**SHORT EXERCISE**: Reproduce everything from the line containing "TARGET = overcast sky" down through the end of the records, substituting "widest" for "thickest" and leaving all else unchanged.

──────

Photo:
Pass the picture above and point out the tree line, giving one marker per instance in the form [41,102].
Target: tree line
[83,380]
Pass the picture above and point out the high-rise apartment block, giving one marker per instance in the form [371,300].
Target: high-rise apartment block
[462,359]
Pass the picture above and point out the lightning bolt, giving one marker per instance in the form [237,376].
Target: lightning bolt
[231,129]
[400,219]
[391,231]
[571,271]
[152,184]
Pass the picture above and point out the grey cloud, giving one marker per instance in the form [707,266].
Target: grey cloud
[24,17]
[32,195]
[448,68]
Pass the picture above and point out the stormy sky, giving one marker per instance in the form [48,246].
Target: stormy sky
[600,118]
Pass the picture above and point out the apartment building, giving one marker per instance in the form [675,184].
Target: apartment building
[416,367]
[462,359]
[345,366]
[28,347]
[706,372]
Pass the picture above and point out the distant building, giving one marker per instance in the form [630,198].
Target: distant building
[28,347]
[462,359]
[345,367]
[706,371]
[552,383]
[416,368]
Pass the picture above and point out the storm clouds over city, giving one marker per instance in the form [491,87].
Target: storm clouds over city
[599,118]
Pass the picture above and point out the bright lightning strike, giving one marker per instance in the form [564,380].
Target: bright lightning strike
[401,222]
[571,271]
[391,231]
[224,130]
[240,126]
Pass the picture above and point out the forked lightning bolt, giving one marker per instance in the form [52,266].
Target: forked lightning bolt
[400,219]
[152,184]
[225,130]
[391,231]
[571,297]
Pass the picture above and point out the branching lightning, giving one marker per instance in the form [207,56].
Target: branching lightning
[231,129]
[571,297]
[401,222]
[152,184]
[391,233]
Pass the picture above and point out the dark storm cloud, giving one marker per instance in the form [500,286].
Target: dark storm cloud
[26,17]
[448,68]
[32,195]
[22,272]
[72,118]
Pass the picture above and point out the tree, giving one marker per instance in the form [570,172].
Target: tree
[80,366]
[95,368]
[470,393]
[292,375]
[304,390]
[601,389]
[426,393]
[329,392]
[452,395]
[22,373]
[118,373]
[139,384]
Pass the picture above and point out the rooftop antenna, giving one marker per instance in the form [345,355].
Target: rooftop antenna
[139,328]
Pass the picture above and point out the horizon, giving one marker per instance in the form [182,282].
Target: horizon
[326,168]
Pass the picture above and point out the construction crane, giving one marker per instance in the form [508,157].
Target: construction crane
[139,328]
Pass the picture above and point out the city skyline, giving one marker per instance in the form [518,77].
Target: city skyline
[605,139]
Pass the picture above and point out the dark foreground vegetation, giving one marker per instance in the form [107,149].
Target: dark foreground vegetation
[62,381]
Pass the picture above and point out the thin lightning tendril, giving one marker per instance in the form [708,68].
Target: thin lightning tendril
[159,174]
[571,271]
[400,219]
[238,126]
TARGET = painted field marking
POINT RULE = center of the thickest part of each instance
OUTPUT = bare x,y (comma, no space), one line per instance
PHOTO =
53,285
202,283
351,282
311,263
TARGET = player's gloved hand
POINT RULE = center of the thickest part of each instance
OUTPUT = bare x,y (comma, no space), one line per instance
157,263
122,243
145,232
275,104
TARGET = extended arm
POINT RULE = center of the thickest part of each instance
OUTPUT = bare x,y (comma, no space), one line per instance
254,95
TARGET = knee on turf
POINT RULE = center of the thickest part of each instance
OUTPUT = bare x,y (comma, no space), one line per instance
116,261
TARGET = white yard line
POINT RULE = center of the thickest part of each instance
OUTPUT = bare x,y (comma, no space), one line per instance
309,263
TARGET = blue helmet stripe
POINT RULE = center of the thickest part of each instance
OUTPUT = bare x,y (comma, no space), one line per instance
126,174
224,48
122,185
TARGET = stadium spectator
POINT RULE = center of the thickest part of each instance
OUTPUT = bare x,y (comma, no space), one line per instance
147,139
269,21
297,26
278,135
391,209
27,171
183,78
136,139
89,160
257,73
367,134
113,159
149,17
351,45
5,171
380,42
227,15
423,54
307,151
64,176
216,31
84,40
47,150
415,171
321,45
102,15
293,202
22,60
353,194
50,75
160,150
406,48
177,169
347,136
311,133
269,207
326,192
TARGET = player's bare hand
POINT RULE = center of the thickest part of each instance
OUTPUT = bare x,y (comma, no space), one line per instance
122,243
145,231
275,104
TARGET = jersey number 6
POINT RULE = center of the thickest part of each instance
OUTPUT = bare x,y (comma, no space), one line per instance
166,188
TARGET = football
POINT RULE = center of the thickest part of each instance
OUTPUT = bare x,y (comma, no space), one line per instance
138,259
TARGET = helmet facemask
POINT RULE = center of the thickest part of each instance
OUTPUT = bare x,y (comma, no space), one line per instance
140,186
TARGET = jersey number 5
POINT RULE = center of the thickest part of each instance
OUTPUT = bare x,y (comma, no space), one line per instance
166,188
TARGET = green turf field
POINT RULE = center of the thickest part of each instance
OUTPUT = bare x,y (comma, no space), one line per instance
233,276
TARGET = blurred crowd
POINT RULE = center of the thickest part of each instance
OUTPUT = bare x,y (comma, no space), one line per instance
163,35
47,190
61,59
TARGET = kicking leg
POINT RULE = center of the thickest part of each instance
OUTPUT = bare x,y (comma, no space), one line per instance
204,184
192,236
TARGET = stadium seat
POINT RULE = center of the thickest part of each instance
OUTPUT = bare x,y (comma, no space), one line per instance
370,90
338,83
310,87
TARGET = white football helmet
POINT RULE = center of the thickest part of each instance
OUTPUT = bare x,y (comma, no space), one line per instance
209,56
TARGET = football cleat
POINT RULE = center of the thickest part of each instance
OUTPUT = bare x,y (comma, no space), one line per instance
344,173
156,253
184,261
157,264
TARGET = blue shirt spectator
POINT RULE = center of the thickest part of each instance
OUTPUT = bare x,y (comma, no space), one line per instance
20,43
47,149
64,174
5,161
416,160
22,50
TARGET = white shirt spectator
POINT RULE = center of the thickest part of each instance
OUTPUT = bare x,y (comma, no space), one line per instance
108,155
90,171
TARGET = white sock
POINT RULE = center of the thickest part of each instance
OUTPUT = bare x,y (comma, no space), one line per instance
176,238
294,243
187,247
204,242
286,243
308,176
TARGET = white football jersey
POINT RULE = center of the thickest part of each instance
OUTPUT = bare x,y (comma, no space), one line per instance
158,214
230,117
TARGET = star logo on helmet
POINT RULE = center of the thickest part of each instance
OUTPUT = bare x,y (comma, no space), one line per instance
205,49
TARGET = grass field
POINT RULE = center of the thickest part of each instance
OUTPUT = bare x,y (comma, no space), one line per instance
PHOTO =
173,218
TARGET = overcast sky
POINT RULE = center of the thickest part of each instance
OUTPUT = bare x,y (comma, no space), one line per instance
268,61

──────

**EXPECTED ANSWER**:
TARGET = overcast sky
POINT RULE = center of the widest part of each instance
OUTPUT = bare x,y (comma, no space), one line per instance
268,61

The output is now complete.